───── Page extract

Missing girl found in Australia, man in custody: ‘Our family is whole again’
Missing girl found in Australia, man in custody: ‘Our family is whole again’
Colin Murty/Newspix via Getty Images

(CARNARVON, Australia) — A 36-year-old man is now in custody following the rescue of missing 4-year-old Cleo Smith, who disappeared 18 days ago while camping with her family, the Western Australia Police Force announced during a press conference.

Police said they received a tip Tuesday that led to a suburban home in Carnarvon, Australia, where they broke in and found Cleo around 1 a.m. on Wednesday morning.

“When she said, ‘My name is Cleo,’ I don’t think there was a dry eye in the house,” Deputy Commissioner Col Blanch said Wednesday, while describing the girl’s words to the police officers. “To see Cleo rescued this morning, I’m speechless.”

He added that many detectives were “openly crying with relief.”

Blanch confirmed that Cleo has since been reunited with her parents and that the suspect in custody is currently being questioned by detectives.

Cleo’s mother, Ellie Smith, said, “Our family is whole again,” in a post on social media.

Cleo went missing on Oct. 16 after she disappeared from the tent she was sleeping in with her parents at a popular camping site north of Carnarvon.

Despite the state government offering a 1 million Australian dollar reward — equivalent to $743,000 — five days after Cleo went missing, Blanch said the money is not expected to be claimed.

“This is the outcome we all hoped and prayed for. It’s the outcome we’ve achieved because of some incredible police work,” Blanch said. “I want to thank Cleo’s parents, the Western Australian community and the many volunteers.”

──────────

§ List of tasks
1. Answer these questions about the article on Cleo Smith:
(a) How old is the man now in custody?
(b) At about what time did police find Cleo?
(c) What did Cleo's mother write in her social media post?
2. List every person named in the article on Cleo Smith, including the photo credit.
3. Retype the part of the article on Cleo Smith starting with "Cleo’s mother, Ellie" and going on through "north of Carnarvon.".
Rely only on the article above.

───── Dataset excerpts

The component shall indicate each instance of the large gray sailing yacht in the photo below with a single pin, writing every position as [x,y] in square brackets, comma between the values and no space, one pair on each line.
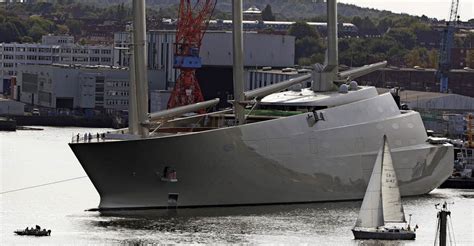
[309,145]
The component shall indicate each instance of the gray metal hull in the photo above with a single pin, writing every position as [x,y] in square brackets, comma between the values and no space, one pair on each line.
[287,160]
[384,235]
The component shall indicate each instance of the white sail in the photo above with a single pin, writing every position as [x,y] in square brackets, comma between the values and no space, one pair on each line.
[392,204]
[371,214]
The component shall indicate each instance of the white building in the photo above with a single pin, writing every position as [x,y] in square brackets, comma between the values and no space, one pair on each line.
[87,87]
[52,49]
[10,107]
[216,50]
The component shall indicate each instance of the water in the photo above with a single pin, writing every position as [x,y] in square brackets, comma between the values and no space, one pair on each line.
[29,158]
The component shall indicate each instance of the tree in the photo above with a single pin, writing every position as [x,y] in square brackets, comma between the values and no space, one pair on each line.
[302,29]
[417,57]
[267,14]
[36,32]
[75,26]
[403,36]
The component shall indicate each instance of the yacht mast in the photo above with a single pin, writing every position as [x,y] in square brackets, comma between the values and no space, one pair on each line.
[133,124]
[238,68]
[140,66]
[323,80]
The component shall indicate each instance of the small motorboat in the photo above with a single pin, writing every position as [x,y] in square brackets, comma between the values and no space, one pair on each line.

──────────
───── Dataset excerpts

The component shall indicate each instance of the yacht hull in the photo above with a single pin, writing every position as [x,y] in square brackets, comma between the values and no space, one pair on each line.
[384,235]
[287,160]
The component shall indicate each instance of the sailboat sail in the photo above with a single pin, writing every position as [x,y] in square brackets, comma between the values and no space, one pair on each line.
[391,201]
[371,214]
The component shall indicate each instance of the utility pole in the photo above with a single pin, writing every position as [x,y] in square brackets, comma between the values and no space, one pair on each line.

──────────

§ Answer set
1.
(a) He is 36 years old.
(b) They found her around 1 a.m. on Wednesday morning.
(c) She wrote, "Our family is whole again."

2.
Colin Murty
Cleo Smith
Col Blanch
Ellie Smith

3.
Cleo’s mother, Ellie Smith, said, “Our family is whole again,” in a post on social media.

Cleo went missing on Oct. 16 after she disappeared from the tent she was sleeping in with her parents at a popular camping site north of Carnarvon.